→ **YOUR GOAL**: Update the records from the line with "trace target=tree shadow" to the line with "[[[175,162],[152,162],[151,168],[170,168],[175,165]]]" by replacing "tree shadow" with "building shadow", and give back only those lines with nothing else changed.

→ **RECORDS TO USE**:
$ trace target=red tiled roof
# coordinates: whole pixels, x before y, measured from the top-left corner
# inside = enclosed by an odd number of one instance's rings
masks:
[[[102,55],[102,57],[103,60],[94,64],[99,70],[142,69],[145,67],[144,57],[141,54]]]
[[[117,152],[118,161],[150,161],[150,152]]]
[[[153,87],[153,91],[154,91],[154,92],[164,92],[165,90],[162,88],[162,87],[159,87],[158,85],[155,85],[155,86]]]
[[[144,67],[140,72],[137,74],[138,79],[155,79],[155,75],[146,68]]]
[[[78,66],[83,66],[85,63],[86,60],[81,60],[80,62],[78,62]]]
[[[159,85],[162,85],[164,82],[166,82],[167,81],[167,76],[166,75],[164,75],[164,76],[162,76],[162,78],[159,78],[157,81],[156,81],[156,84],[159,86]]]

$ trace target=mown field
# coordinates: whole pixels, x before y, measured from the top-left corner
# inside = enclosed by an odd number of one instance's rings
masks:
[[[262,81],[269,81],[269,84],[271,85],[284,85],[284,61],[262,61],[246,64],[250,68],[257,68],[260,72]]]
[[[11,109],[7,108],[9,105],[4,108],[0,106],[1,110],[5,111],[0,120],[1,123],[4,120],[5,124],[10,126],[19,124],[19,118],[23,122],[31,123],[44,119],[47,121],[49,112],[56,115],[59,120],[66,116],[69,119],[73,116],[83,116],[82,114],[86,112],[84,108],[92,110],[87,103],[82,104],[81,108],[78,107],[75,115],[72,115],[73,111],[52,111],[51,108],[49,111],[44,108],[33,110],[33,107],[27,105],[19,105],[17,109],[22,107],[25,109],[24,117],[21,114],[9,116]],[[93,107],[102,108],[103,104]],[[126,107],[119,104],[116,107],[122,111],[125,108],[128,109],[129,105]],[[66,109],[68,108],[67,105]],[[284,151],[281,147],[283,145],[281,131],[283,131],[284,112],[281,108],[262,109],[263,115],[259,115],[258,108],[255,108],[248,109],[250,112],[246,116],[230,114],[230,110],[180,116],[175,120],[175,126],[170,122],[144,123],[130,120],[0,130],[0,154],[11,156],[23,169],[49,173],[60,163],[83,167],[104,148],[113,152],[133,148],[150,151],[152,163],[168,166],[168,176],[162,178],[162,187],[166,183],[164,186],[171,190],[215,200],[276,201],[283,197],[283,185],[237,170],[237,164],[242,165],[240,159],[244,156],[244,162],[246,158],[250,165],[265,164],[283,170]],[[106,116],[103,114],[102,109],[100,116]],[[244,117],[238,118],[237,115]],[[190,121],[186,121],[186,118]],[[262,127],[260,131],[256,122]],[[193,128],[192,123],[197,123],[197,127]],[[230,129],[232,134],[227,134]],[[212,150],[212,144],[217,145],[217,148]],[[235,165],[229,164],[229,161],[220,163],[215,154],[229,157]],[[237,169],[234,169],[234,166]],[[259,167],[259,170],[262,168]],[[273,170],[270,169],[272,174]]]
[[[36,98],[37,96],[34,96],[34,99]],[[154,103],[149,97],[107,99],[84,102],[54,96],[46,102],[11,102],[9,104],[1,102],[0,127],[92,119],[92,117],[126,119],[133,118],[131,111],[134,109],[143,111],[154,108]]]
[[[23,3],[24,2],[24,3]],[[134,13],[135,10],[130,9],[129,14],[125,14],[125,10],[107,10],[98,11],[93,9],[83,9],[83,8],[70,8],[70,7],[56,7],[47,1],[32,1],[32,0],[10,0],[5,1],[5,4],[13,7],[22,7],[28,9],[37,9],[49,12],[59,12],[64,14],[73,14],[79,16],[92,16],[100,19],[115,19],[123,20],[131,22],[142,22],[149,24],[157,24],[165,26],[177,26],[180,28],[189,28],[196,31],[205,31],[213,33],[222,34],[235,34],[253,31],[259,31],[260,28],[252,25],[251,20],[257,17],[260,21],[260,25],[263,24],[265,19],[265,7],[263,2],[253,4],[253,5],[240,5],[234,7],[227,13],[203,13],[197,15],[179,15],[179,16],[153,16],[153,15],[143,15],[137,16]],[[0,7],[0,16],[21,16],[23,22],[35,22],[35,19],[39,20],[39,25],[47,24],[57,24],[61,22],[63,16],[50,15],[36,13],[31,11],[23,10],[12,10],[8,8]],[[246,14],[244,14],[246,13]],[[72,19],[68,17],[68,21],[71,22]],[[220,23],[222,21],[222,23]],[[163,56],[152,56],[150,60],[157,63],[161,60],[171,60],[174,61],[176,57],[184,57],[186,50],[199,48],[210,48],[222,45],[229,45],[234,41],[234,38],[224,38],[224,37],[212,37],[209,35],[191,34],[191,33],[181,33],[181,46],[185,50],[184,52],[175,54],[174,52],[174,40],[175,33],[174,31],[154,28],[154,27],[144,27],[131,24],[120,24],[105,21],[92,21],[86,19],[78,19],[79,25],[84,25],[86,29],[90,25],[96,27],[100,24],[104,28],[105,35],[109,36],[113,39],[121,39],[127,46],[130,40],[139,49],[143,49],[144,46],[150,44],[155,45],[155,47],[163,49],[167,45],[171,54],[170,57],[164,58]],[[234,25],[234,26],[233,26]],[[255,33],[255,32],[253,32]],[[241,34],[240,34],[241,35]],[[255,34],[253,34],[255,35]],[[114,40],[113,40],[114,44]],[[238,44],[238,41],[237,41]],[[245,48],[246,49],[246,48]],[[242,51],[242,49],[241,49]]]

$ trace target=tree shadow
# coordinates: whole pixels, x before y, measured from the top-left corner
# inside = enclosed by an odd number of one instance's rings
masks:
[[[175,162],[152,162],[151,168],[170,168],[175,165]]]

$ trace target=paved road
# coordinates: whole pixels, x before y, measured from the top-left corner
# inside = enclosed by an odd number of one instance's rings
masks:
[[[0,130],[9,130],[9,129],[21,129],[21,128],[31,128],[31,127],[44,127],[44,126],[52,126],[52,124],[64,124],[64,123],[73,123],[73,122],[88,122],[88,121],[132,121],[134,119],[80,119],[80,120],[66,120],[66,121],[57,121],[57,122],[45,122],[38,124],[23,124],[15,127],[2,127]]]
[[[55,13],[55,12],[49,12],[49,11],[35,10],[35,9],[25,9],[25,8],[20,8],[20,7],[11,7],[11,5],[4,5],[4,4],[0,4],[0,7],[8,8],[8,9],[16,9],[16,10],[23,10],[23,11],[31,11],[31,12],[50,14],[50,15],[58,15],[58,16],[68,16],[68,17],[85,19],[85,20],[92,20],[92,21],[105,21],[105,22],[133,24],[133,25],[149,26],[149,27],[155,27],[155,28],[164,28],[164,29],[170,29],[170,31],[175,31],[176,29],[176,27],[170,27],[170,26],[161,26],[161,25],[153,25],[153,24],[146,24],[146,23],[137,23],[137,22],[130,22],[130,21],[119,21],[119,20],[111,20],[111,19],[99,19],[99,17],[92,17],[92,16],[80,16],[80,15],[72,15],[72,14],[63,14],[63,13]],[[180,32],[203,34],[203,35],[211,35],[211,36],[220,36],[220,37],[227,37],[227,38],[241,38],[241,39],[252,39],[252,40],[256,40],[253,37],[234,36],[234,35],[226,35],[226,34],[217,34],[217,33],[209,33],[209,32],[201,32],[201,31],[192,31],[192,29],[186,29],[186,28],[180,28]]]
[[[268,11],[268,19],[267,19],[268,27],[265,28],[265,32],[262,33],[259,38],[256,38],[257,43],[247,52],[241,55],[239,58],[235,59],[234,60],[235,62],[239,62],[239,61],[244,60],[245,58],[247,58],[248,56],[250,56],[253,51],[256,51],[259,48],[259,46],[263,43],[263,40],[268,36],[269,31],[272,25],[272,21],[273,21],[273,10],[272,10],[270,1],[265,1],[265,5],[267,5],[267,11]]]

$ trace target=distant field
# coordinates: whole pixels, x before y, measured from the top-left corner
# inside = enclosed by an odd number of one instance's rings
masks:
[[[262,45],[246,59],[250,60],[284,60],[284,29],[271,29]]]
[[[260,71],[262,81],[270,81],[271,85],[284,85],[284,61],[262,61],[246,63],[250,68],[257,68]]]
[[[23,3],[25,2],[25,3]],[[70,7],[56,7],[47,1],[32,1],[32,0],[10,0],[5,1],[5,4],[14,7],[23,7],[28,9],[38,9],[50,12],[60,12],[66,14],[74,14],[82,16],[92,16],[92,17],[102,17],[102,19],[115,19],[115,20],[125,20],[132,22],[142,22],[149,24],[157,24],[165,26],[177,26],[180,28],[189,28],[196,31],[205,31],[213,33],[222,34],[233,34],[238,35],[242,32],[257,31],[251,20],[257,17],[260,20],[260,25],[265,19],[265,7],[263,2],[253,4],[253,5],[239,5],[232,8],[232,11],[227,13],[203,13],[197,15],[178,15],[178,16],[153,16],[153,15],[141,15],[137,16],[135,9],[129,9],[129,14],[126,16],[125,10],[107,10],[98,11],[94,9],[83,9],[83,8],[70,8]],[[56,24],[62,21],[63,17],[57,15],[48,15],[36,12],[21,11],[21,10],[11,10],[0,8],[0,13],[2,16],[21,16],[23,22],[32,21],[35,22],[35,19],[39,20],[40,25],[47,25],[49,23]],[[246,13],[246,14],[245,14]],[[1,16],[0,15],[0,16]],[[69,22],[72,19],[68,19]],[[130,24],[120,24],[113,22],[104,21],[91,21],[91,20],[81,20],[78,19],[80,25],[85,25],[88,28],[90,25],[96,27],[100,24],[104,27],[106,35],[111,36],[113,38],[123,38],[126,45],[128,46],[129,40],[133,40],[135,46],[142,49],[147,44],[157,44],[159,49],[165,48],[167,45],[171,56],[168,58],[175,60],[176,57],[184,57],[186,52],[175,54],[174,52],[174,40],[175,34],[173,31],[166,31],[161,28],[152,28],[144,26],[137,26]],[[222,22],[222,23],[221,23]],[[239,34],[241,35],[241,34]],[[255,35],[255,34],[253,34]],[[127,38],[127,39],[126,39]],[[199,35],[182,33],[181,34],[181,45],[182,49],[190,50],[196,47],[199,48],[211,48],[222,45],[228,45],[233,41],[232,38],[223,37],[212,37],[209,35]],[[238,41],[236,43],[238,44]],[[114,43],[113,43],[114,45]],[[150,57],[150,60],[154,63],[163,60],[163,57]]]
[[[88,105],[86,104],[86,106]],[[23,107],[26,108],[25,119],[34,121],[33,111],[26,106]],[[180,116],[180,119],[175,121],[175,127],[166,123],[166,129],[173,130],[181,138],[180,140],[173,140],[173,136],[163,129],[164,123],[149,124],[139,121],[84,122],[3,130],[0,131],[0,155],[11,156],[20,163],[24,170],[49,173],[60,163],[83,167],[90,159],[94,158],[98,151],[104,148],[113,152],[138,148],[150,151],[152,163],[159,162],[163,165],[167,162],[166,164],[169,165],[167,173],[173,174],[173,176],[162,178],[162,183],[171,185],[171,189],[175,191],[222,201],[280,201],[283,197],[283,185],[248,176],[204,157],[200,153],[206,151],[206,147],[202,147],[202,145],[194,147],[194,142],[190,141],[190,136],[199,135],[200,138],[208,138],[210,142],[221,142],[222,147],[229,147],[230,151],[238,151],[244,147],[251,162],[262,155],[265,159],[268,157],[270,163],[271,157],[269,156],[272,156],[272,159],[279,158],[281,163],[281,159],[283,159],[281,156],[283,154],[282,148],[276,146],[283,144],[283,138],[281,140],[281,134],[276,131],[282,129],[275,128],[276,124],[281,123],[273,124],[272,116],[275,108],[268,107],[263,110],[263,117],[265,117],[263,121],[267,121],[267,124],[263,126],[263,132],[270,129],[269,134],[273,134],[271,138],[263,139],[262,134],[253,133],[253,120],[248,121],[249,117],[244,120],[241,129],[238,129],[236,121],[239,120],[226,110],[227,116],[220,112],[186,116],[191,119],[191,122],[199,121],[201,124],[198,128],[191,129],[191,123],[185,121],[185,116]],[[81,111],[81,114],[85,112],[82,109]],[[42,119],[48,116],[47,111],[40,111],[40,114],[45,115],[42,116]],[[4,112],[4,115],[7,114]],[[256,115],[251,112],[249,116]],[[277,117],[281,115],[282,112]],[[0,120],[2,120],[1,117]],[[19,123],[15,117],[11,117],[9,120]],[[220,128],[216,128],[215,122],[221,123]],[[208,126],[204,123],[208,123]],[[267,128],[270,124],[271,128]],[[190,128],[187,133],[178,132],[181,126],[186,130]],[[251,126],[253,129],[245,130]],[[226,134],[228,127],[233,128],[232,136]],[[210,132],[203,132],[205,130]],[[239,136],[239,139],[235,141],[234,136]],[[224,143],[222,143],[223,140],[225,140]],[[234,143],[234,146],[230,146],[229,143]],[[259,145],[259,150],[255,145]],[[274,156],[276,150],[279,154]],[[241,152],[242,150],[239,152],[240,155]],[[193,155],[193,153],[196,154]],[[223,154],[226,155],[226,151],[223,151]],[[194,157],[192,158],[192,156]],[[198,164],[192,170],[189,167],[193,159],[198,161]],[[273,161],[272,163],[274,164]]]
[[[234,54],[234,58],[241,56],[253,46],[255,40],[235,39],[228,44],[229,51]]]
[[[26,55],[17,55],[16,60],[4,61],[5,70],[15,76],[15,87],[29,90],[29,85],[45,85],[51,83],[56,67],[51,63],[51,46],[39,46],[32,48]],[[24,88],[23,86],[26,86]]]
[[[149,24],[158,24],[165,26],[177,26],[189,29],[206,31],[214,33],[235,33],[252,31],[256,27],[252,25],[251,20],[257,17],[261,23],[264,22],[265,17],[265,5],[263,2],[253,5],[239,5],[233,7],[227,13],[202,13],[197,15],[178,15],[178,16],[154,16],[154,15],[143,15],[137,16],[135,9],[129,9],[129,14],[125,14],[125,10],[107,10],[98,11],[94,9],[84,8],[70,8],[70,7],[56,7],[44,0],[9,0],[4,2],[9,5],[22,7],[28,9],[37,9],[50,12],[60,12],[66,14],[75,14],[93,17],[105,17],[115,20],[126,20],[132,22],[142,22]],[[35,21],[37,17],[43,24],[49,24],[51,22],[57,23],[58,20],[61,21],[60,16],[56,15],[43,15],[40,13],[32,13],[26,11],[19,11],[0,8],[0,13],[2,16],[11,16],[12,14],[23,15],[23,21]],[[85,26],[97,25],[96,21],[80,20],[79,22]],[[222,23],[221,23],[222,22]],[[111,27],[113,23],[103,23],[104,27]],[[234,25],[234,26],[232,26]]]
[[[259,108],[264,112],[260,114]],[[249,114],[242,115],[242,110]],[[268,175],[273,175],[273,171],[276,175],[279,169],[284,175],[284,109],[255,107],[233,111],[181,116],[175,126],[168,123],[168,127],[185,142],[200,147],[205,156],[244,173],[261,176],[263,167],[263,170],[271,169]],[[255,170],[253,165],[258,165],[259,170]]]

→ **WORKED ANSWER**:
$ trace target=building shadow
# coordinates: whole pixels, x before y, measured from the top-left corner
# inside = enclosed by an odd number of one instance's rings
masks:
[[[175,162],[152,162],[151,168],[170,168],[175,165]]]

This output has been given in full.